Exercise goal
Collect all lines below with the string "gate".
[[ Entries supplied open ]]
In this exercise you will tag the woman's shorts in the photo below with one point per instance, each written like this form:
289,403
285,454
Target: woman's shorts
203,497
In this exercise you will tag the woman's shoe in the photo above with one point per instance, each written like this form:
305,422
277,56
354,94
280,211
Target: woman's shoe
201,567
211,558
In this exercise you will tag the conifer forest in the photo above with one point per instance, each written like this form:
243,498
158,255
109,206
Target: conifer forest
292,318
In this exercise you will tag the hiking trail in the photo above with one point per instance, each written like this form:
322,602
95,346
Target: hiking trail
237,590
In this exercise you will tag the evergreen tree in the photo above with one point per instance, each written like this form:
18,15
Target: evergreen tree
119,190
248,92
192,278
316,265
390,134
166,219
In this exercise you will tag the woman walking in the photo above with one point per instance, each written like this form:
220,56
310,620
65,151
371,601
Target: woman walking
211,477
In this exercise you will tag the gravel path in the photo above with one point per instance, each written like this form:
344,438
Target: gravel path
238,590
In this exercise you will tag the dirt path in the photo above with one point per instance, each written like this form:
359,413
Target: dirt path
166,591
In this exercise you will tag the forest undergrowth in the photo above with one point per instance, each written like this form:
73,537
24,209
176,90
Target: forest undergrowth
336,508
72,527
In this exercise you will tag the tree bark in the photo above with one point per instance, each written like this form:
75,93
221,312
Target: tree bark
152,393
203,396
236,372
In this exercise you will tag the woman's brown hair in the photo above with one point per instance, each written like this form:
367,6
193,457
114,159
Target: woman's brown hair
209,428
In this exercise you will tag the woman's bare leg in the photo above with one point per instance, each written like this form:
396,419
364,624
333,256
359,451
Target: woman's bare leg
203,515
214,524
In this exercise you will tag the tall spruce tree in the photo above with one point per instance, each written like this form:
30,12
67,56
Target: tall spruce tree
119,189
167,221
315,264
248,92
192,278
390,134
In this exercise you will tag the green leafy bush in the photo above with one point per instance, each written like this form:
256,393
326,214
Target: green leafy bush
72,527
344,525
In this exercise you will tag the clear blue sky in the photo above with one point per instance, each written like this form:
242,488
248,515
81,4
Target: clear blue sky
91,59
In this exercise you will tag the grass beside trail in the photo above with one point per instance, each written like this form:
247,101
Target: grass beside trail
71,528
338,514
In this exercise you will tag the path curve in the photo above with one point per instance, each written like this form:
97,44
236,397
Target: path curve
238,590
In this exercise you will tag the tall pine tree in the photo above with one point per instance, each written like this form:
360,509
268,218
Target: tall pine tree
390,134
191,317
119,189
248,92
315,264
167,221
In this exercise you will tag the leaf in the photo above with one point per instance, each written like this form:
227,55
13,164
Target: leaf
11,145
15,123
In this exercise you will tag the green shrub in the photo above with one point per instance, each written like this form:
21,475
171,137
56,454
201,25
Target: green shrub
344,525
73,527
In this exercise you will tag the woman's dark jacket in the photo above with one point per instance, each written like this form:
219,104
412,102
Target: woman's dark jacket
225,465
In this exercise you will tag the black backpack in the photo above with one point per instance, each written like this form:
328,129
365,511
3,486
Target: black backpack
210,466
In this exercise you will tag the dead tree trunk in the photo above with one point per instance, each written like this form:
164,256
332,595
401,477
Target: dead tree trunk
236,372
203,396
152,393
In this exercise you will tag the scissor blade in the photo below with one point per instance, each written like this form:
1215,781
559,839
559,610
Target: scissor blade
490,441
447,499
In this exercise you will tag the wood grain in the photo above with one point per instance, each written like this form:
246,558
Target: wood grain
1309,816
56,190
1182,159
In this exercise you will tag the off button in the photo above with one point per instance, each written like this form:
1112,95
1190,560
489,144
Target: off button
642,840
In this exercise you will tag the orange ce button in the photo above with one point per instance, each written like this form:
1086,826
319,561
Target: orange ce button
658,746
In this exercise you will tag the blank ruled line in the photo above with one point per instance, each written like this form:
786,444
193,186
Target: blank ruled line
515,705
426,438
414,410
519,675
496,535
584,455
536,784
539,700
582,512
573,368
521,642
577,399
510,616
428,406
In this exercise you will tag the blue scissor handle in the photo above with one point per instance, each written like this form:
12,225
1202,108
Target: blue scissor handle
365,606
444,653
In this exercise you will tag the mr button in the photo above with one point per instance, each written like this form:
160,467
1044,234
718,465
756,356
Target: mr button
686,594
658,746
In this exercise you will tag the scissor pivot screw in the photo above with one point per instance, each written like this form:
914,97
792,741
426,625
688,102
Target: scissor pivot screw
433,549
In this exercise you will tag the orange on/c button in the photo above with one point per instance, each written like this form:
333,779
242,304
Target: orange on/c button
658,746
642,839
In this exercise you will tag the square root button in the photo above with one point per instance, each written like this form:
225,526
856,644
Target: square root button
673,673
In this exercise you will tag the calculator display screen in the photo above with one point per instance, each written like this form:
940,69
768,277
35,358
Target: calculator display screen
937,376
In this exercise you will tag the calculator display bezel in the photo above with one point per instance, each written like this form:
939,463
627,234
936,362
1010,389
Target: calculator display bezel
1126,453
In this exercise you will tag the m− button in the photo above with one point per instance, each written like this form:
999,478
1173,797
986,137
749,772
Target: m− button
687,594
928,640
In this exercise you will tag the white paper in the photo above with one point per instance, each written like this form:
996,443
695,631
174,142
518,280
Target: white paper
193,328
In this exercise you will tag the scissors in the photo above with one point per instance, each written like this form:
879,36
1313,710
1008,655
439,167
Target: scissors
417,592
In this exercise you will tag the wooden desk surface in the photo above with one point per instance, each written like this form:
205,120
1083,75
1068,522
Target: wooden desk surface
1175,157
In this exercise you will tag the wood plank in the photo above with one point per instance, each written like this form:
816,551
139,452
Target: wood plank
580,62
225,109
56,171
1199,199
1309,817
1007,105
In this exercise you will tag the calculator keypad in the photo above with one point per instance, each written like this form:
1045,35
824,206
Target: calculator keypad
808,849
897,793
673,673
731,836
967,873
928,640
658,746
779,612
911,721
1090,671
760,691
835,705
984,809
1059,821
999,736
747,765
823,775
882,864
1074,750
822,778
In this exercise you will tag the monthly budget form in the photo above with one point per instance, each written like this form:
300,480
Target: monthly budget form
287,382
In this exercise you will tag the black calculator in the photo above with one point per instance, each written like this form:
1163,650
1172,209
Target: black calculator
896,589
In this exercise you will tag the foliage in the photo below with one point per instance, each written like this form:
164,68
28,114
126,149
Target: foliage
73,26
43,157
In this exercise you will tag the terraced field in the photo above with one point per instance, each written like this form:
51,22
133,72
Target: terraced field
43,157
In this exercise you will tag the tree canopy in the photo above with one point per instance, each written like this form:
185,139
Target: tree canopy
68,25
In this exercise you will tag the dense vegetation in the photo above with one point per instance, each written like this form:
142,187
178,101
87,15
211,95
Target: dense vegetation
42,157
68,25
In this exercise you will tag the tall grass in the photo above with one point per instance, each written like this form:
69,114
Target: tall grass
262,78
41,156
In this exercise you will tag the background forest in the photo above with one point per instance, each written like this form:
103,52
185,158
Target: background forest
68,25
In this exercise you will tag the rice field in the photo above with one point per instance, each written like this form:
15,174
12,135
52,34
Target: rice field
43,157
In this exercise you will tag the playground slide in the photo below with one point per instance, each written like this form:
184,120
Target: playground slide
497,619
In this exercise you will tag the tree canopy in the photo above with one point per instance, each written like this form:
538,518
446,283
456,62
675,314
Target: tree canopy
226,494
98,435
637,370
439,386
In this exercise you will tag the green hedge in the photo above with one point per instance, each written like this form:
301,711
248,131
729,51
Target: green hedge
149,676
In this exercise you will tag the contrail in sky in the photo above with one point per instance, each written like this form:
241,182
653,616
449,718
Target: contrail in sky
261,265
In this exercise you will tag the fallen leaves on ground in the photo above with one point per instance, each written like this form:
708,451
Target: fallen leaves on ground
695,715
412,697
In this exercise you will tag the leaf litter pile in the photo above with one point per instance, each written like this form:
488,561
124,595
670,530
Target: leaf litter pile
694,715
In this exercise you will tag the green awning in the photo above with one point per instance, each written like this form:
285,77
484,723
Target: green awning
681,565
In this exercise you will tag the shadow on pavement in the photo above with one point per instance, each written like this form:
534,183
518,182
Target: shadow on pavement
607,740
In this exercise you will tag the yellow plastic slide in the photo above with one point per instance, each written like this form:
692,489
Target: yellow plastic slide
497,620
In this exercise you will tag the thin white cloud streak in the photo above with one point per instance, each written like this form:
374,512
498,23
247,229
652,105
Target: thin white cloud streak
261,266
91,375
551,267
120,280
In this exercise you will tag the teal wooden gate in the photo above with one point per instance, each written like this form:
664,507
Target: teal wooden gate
[[ Entries supplied closed ]]
Exercise response
In this exercise you will tag the teal wooden gate in the photo above with one point per instance, each written like this form:
Target: teal wooden gate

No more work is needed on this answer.